- [Goal] Copy out all of the material below, replacing "interface" with "image" wherever it occurs and changing nothing else. Leave the pictures out of your answer.

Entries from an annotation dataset
══════════

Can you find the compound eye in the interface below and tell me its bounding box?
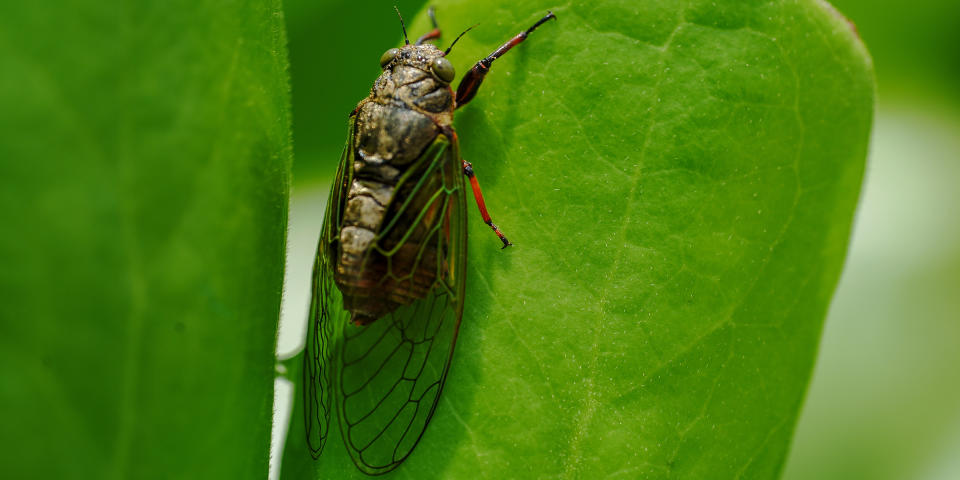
[430,57,456,83]
[380,48,400,68]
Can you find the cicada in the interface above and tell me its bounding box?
[303,9,556,475]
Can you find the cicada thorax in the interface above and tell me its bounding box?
[334,45,458,325]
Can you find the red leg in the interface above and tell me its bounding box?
[463,160,513,248]
[456,12,557,108]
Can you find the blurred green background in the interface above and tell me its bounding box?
[784,0,960,480]
[279,0,960,480]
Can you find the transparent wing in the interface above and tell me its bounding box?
[302,122,354,459]
[334,135,467,474]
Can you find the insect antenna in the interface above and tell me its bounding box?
[393,5,410,45]
[443,23,480,57]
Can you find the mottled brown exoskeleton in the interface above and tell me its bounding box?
[304,9,556,474]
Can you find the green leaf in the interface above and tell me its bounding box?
[0,0,290,479]
[282,0,873,478]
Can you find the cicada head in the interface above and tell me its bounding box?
[372,44,455,113]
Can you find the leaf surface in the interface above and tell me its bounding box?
[0,1,290,479]
[282,0,874,478]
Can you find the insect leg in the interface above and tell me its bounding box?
[414,7,440,45]
[457,12,557,108]
[463,160,513,248]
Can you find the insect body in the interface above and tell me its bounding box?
[304,10,555,474]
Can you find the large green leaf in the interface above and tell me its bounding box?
[0,0,290,479]
[288,0,873,478]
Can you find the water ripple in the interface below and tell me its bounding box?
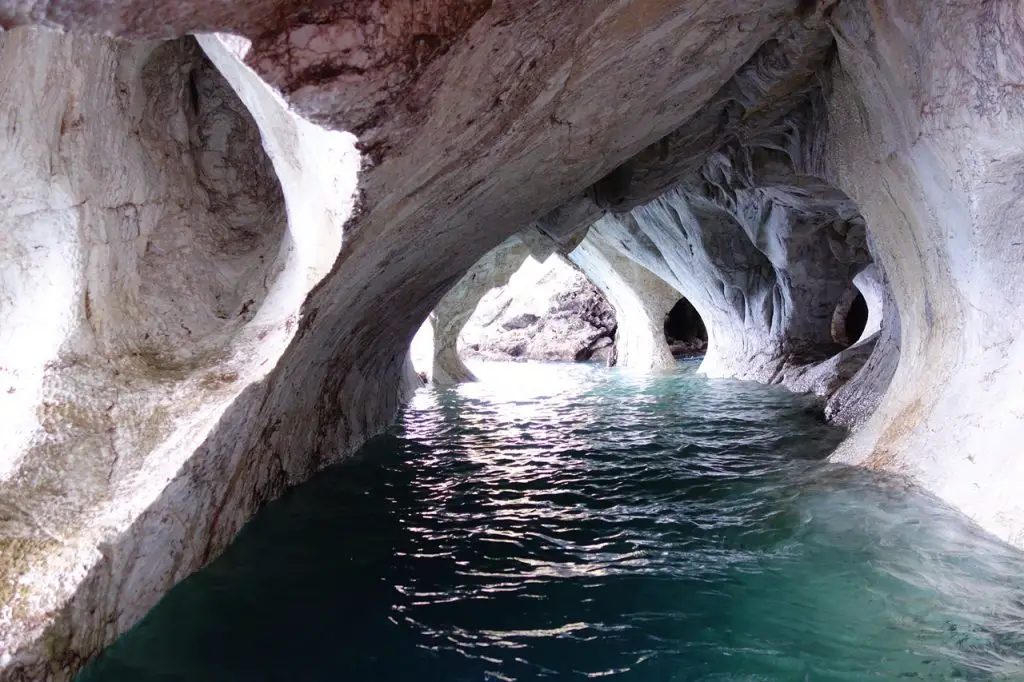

══════════

- [Response to the task]
Can you find the compound eye in the image below and tell me its bounding box?
[430,57,456,83]
[380,48,400,68]
Can you find the cicada in the image above and tell me its bounding box?
[303,9,556,475]
Can you find the cicada thorax in the image above and tell me its bounding box?
[334,45,458,325]
Can you find the red leg in the image above and tell me its bounding box?
[463,160,513,248]
[456,12,557,108]
Can you find the blurred green background in the image above and tell me its bounding box?
[784,0,960,480]
[279,0,960,480]
Can you find the transparent wing in the image above and tell me its bounding box?
[302,122,354,459]
[334,135,467,474]
Can you find the insect antenna in the image above and tell me its bounding box?
[393,5,410,45]
[443,23,480,57]
Can you find the mottled brown exoskeleton in the image above and tell me its bounding box?
[304,9,556,474]
Can you find the green leaf in the image above and tell me its bounding box?
[0,0,290,479]
[282,0,873,478]
Can you find the cicada head in the image above and tell me its bounding box?
[372,44,455,113]
Can you find the leaf surface in the image above and tell me its bounding box?
[0,1,290,479]
[282,0,874,478]
Can you find the insect leg in the image above and tell me its bounding box?
[414,7,440,45]
[457,12,557,108]
[463,160,513,248]
Can you find the insect body in the image above and tell me its bounding box?
[304,10,555,474]
Can you find the large green leaf in the image above and tell me its bounding box?
[0,0,290,479]
[288,0,873,478]
Can you find the water ripple in the image below and tell me its bounding box?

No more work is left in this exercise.